Dataset excerpts
+ + +
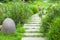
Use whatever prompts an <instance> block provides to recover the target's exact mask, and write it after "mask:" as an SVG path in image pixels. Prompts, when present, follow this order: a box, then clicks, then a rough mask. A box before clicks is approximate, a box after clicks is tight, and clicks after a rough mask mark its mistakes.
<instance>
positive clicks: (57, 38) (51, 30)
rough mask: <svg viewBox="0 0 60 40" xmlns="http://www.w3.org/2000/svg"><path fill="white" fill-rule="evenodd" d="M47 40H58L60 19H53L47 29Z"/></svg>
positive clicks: (59, 26) (57, 17) (58, 17)
mask: <svg viewBox="0 0 60 40" xmlns="http://www.w3.org/2000/svg"><path fill="white" fill-rule="evenodd" d="M47 38H48V40H60V17H55V19H54V20H53V22H52V23H51V27H50V29H49V32H48V35H47Z"/></svg>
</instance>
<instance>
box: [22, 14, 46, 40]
mask: <svg viewBox="0 0 60 40" xmlns="http://www.w3.org/2000/svg"><path fill="white" fill-rule="evenodd" d="M40 25H41V18H40V17H39V16H38V13H37V14H34V15H33V16H32V17H31V19H30V20H29V22H28V23H27V24H24V26H23V28H25V29H26V30H25V33H24V37H23V38H22V40H45V38H44V37H41V36H40V35H42V33H40V32H39V29H40Z"/></svg>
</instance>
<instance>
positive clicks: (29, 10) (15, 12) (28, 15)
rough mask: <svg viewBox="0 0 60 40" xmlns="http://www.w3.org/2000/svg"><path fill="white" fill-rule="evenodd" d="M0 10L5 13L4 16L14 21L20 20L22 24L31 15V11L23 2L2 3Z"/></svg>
mask: <svg viewBox="0 0 60 40" xmlns="http://www.w3.org/2000/svg"><path fill="white" fill-rule="evenodd" d="M0 6H2V7H1V9H0V10H2V13H3V14H4V15H5V18H7V17H9V18H12V19H13V20H14V21H15V23H16V24H17V23H18V22H21V23H22V24H24V23H26V22H27V19H28V18H29V17H30V16H32V15H33V11H32V10H31V9H30V8H29V6H27V5H26V4H25V3H22V2H21V3H19V2H16V3H13V2H9V3H7V4H6V3H4V4H2V5H0Z"/></svg>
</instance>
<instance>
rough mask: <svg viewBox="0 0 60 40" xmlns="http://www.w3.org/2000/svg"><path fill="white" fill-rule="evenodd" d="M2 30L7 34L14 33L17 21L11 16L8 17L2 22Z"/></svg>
mask: <svg viewBox="0 0 60 40" xmlns="http://www.w3.org/2000/svg"><path fill="white" fill-rule="evenodd" d="M1 31H2V33H5V34H10V33H14V32H15V31H16V27H15V22H14V21H13V20H12V19H10V18H6V19H5V20H4V22H3V24H2V28H1Z"/></svg>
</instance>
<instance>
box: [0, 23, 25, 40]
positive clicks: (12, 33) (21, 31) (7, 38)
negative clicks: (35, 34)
mask: <svg viewBox="0 0 60 40" xmlns="http://www.w3.org/2000/svg"><path fill="white" fill-rule="evenodd" d="M24 32H25V29H24V28H23V27H22V25H21V24H20V23H17V25H16V32H15V33H12V34H3V33H2V32H1V31H0V40H21V38H22V37H23V35H24V34H23V33H24Z"/></svg>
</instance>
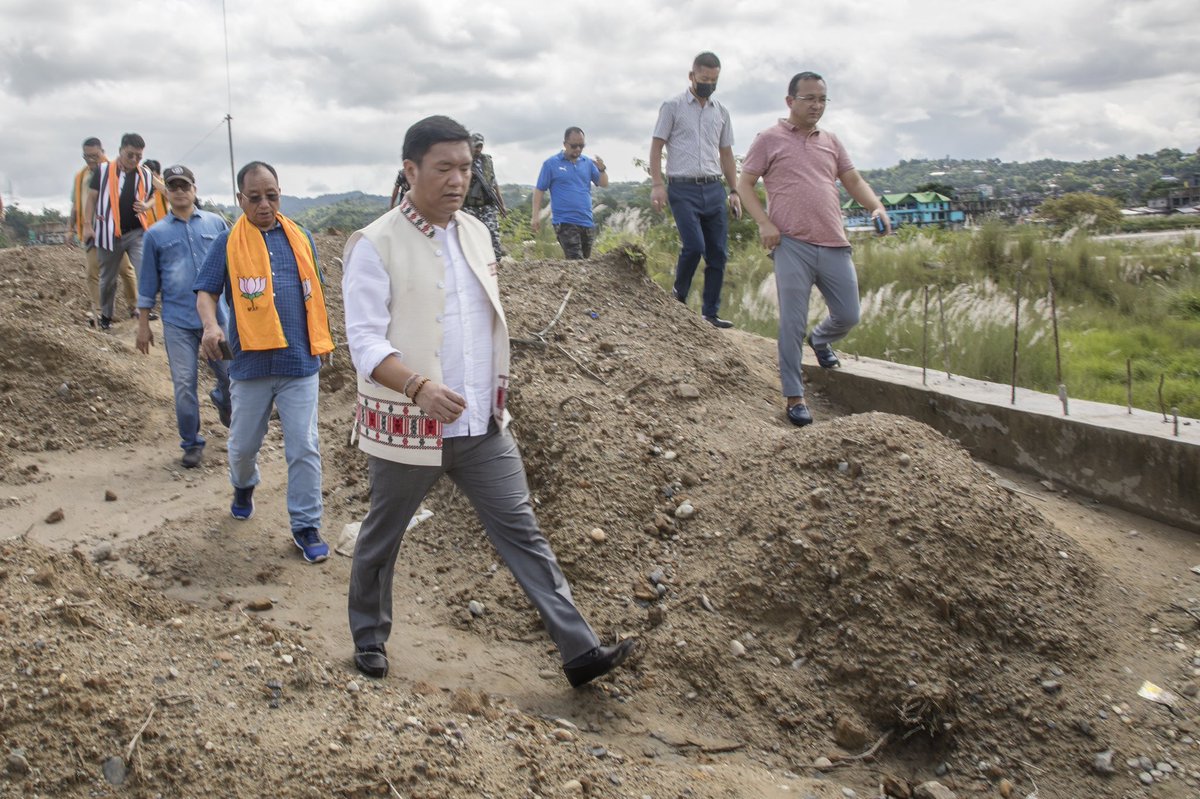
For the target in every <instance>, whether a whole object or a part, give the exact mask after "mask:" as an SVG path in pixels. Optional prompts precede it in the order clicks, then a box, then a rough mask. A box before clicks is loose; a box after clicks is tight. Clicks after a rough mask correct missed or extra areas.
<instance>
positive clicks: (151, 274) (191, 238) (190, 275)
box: [138, 209, 229, 330]
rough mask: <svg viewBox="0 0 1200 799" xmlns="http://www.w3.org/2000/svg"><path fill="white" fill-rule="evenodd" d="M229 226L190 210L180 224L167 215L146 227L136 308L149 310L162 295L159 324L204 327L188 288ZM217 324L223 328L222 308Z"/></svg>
mask: <svg viewBox="0 0 1200 799" xmlns="http://www.w3.org/2000/svg"><path fill="white" fill-rule="evenodd" d="M228 229H229V223H228V222H226V221H224V220H223V218H222V217H220V216H217V215H216V214H210V212H209V211H202V210H200V209H194V210H193V211H192V216H190V217H188V218H187V220H181V218H179V217H178V216H175V215H174V214H172V212H168V214H167V216H164V217H163V218H162V220H160V221H158V222H156V223H154V224H152V226H150V229H149V230H146V234H145V238H143V240H142V269H139V270H138V307H139V308H152V307H154V302H155V298H156V296H157V295H158V293H160V292H162V320H163V323H164V324H169V325H175V326H176V328H187V329H191V330H199V329H200V328H203V326H204V324H203V323H202V322H200V314H198V313H197V312H196V293H194V292H193V290H192V286H194V283H196V276H197V275H198V274H199V271H200V266H202V265H203V264H204V259H205V258H206V257H208V254H209V250H210V248H211V247H212V242H214V241H216V239H217V236H218V235H221V234H222V233H224V232H226V230H228ZM217 313H218V319H217V320H218V322H221V325H222V326H224V318H223V317H224V310H223V306H217Z"/></svg>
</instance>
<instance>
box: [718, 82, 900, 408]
mask: <svg viewBox="0 0 1200 799" xmlns="http://www.w3.org/2000/svg"><path fill="white" fill-rule="evenodd" d="M785 102H786V103H787V107H788V108H790V109H791V113H790V114H788V115H787V119H781V120H779V122H778V124H776V125H775V126H774V127H769V128H767V130H766V131H763V132H762V133H760V134H758V136H757V137H756V138H755V140H754V144H751V145H750V151H749V152H746V156H745V158H744V160H743V162H742V175H740V176H739V178H738V196H739V197H740V198H742V206H743V208H744V209H745V210H746V212H748V214H750V217H751V218H752V220H754V221H755V222H757V223H758V235H760V238H761V239H762V245H763V246H764V247H766V248H767V250H768V251H769V252H770V256H772V258H773V259H774V262H775V288H776V290H778V293H779V374H780V378H781V380H782V388H784V396H785V397H787V419H788V421H791V422H792V423H793V425H796V426H798V427H803V426H805V425H811V423H812V414H811V411H809V408H808V405H806V404H805V403H804V378H803V376H802V373H800V356H802V353H803V348H804V332H805V330H806V329H808V323H809V295H810V294H811V293H812V284H814V283H815V284H816V287H817V289H818V290H820V292H821V295H822V296H823V298H824V300H826V305H827V306H828V307H829V316H828V317H826V318H824V319H823V320H822V322H821V324H818V325H817V326H816V328H814V329H812V335H811V336H810V337H809V340H808V341H809V344H810V346H811V347H812V352H814V353H816V356H817V362H818V364H821V366H822V367H824V368H835V367H838V366H840V365H841V364H840V361H839V360H838V355H836V354H835V353H834V352H833V347H830V346H829V344H830V343H832V342H835V341H838V340H840V338H844V337H845V336H846V334H848V332H850V330H851V328H853V326H854V325H857V324H858V276H857V275H856V274H854V262H853V260H851V257H850V241H848V240H847V239H846V232H845V229H844V228H842V221H841V204H840V203H839V202H838V185H836V181H839V180H840V181H841V185H842V186H845V187H846V191H847V192H850V196H851V197H853V198H854V199H856V200H858V202H859V204H862V205H863V208H866V209H870V211H871V217H877V218H881V220H882V221H883V224H884V226H886V233H890V232H892V223H890V221H888V215H887V214H886V212H884V211H883V204H882V203H880V199H878V198H877V197H876V196H875V192H874V191H872V190H871V187H870V186H869V185H868V184H866V181H865V180H863V176H862V175H859V174H858V170H857V169H854V164H853V163H851V161H850V156H848V155H847V154H846V149H845V148H844V146H842V145H841V142H839V140H838V137H835V136H834V134H833V133H830V132H829V131H826V130H821V128H818V127H817V122H818V121H821V115H822V114H824V109H826V104H827V103H828V102H829V97H828V96H827V95H826V83H824V79H823V78H822V77H821V76H818V74H817V73H815V72H800V73H799V74H797V76H794V77H793V78H792V79H791V82H790V83H788V84H787V97H786V98H785ZM760 178H762V180H763V185H764V186H766V187H767V199H768V203H769V206H770V211H769V214H768V211H766V210H763V206H762V200H760V199H758V194H757V193H756V192H755V185H756V184H757V182H758V179H760Z"/></svg>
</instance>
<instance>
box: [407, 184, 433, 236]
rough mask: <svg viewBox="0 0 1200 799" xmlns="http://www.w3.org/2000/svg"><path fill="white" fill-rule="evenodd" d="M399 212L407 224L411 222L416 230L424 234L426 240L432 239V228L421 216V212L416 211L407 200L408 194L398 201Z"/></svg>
mask: <svg viewBox="0 0 1200 799" xmlns="http://www.w3.org/2000/svg"><path fill="white" fill-rule="evenodd" d="M400 212H401V214H403V215H404V218H407V220H408V221H409V222H412V223H413V224H414V226H415V227H416V229H418V230H420V232H421V233H424V234H425V238H426V239H432V238H433V226H432V224H430V222H428V220H426V218H425V217H424V216H421V212H420V211H418V210H416V206H415V205H413V204H412V203H410V202H409V200H408V194H404V199H402V200H400Z"/></svg>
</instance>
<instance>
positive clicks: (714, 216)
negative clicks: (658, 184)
mask: <svg viewBox="0 0 1200 799" xmlns="http://www.w3.org/2000/svg"><path fill="white" fill-rule="evenodd" d="M667 200H668V202H670V203H671V215H672V216H674V221H676V228H678V229H679V260H678V263H676V286H674V292H676V298H677V299H678V300H679V301H680V302H686V301H688V292H690V290H691V278H692V276H694V275H695V274H696V268H697V266H698V265H700V258H701V256H703V258H704V294H703V302H702V305H701V313H702V314H704V316H706V317H715V316H716V311H718V308H720V307H721V284H722V283H724V282H725V257H726V253H725V242H726V238H727V236H728V230H730V218H728V210H727V209H726V205H725V203H726V194H725V185H724V184H721V182H720V181H716V182H712V184H670V185H668V186H667Z"/></svg>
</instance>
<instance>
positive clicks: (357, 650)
mask: <svg viewBox="0 0 1200 799" xmlns="http://www.w3.org/2000/svg"><path fill="white" fill-rule="evenodd" d="M354 667H355V668H358V669H359V671H360V672H362V673H364V674H366V675H367V677H373V678H376V679H377V680H378V679H383V678H384V677H388V653H386V651H385V650H384V648H383V644H371V645H370V647H355V648H354Z"/></svg>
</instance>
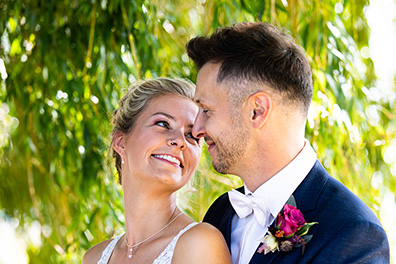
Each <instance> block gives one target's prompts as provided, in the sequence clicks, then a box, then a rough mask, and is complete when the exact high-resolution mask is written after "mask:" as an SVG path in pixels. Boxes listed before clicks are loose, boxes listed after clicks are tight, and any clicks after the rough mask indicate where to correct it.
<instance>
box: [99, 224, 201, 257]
mask: <svg viewBox="0 0 396 264" xmlns="http://www.w3.org/2000/svg"><path fill="white" fill-rule="evenodd" d="M196 224H197V223H191V224H189V225H188V226H186V227H185V228H184V229H182V230H181V231H180V232H179V233H178V234H177V235H176V236H175V237H174V238H173V239H172V241H171V242H170V243H169V244H168V246H166V248H165V249H164V250H163V251H162V252H161V254H160V255H159V256H158V257H157V258H156V259H155V260H154V262H153V264H171V263H172V257H173V251H174V250H175V246H176V243H177V240H178V239H179V237H180V236H181V235H183V233H184V232H186V231H187V230H189V229H190V228H191V227H193V226H195V225H196ZM123 235H124V234H121V235H119V236H117V237H115V238H114V239H113V240H112V241H111V242H110V243H109V244H108V245H107V247H106V248H105V250H103V252H102V257H101V258H100V260H99V261H98V264H107V263H108V262H109V259H110V257H111V254H112V253H113V250H114V247H115V245H116V244H117V242H118V240H120V238H121V237H122V236H123Z"/></svg>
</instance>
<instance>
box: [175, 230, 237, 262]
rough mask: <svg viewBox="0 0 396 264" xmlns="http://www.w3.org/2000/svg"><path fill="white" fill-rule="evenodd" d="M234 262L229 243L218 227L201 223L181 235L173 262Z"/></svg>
mask: <svg viewBox="0 0 396 264" xmlns="http://www.w3.org/2000/svg"><path fill="white" fill-rule="evenodd" d="M186 262H188V263H189V264H193V263H208V264H223V263H232V261H231V257H230V253H229V251H228V247H227V244H226V242H225V240H224V238H223V235H222V234H221V232H220V231H219V230H217V228H215V227H213V226H212V225H210V224H208V223H199V224H197V225H195V226H194V227H192V228H191V229H189V230H188V231H186V232H185V233H184V234H183V235H182V236H180V238H179V241H178V242H177V244H176V247H175V251H174V254H173V260H172V263H175V264H179V263H186Z"/></svg>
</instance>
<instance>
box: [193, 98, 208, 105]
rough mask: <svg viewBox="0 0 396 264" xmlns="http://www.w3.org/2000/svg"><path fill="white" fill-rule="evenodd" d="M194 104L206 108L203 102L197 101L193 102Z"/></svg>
mask: <svg viewBox="0 0 396 264" xmlns="http://www.w3.org/2000/svg"><path fill="white" fill-rule="evenodd" d="M195 103H196V104H198V105H199V106H206V104H205V102H202V101H201V100H199V99H197V100H195Z"/></svg>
+ + +
== WHAT IS NEEDED ==
Extract each line above that contains the string "before".

== RESULT OF THE TASK ==
Use whatever prompts an <instance> block provides to recover the target's exact mask, and write it after "mask:" as an SVG path in image pixels. Prompts, when present, follow this order: a box, then clicks, then a rough mask. A box before clicks is approximate, a box after clicks is tight, and clicks after a rough mask mark its mistakes.
For the target in every <instance>, whether a whole object or a part, give the exact mask after "mask:" as an SVG path in pixels. Optional prompts precede it in the order clicks, then a box, then a rough mask. A box before clicks is loose; a box after clicks is tight. Clicks after a rough mask correct missed or extra areas.
Each <instance> block gives one target's prompts as provided, in the sequence clicks, then a box, then a rough mask, and is complete when the exact high-resolution mask is written after "mask:" as an SVG path in pixels. Boxes listed before clicks are loose, boxes listed after clicks are tight, and any clicks after the rough mask indicate where to correct it.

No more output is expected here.